# Cool Lionhead Video



## mambo101 (Oct 2, 2007)

Here's a cool video I shot at the Washington County PA rabbit show with Judi Amon showing off her Lionheads.


----------



## TinysMom (Oct 2, 2007)

I want the chestnut....she's gorgeous..

Peg


----------



## Phinnsmommy (Oct 4, 2007)

No offence to her, but it seems like she is handling them rough 

Am I just overreacting and not used to breeders? lol...


----------



## Sarah8000 (Oct 4, 2007)

*Phinnsmommy wrote: *


> No offence to her, but it seems like she is handling them rough
> 
> Am I just overreacting and not used to breeders? lol...


Totally agree Phinnsmommy :XI was quite disgusted at that video.


----------



## TinysMom (Oct 4, 2007)

(A few records)
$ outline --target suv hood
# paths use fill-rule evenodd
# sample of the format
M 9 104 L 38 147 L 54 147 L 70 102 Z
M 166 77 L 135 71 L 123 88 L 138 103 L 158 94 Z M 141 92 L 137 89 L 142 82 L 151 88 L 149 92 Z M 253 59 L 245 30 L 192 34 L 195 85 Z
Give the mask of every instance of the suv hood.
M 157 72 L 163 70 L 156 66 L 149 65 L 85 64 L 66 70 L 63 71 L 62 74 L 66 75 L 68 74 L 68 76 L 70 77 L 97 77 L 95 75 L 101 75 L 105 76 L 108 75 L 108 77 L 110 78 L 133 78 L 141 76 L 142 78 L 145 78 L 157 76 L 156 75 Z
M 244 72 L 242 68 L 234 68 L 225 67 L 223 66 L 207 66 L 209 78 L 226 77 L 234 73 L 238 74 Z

DIRECTIVES
1. Reproduce the listing with every "suv hood" swapped for "car hood", leaving all else untouched.
2. Carry on the forum thread about the Lionhead rabbit show video from the point where it stops.

SET OF ANSWERS
1.
$ outline --target car hood
# paths use fill-rule evenodd
# sample of the format
M 9 104 L 38 147 L 54 147 L 70 102 Z
M 166 77 L 135 71 L 123 88 L 138 103 L 158 94 Z M 141 92 L 137 89 L 142 82 L 151 88 L 149 92 Z M 253 59 L 245 30 L 192 34 L 195 85 Z
Give the mask of every instance of the car hood.
M 157 72 L 163 70 L 156 66 L 149 65 L 85 64 L 66 70 L 63 71 L 62 74 L 66 75 L 68 74 L 68 76 L 70 77 L 97 77 L 95 75 L 101 75 L 105 76 L 108 75 L 108 77 L 110 78 L 133 78 L 141 76 L 142 78 L 145 78 L 157 76 L 156 75 Z
M 244 72 L 242 68 L 234 68 L 225 67 L 223 66 L 207 66 L 209 78 L 226 77 L 234 73 L 238 74 Z

2.
Judi Amon is a very respected breeder and her lionheads are among the nicest from comments I've heard from people who have bought them. I hear nothing but good things from people about her as a person and her care of rabbits is well known - in a good way.

The first time I went to a show - I was SHOCKED at the way judges handled some rabbits - and breeders too. I was shocked to see how some breeders would hold rabbits while grooming them, etc.

However, I watched the video three times after one forum member asked me about it (since I breed lionheads) and the last two times I especially watched the rabbits faces and demeanor as she worked with them. They did not seem scared or upset. In fact, I supsect that the forum members here are more upset than the rabbits themselves were.

Show rabbits get used to being handled and groomed. Yes, sometimes a breeder may hold them strange to groom them a same way....but to the rabbit - it is "normal".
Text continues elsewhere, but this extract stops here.